[Task] Go through the lines below and count those that contain "rocky"; the number is all that should be returned.

[Provided information]
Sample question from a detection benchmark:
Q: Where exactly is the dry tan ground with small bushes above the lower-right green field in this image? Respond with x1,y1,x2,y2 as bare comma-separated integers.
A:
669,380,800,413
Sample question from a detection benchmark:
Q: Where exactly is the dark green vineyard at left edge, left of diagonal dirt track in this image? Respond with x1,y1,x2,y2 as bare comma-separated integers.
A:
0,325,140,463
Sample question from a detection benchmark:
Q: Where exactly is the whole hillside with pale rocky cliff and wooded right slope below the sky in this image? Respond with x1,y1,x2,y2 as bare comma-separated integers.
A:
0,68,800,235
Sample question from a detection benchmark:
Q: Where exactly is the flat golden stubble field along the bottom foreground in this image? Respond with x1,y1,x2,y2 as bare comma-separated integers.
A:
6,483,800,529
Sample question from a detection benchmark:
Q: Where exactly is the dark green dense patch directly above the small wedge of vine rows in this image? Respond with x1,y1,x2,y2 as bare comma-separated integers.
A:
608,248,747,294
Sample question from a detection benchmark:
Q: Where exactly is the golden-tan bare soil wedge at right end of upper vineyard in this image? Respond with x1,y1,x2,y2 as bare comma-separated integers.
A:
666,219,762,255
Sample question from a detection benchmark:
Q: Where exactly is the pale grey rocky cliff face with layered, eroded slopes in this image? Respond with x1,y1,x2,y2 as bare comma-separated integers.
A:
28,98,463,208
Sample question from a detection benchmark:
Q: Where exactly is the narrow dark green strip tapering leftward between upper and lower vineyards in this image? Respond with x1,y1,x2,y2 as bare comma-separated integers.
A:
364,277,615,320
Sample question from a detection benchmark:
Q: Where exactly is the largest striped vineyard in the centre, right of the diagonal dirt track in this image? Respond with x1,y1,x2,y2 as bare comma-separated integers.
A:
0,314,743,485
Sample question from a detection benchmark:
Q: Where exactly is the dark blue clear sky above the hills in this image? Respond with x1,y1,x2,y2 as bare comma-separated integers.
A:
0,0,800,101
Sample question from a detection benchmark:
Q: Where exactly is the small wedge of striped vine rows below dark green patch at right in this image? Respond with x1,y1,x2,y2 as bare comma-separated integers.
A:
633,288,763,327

[Solved problem] 2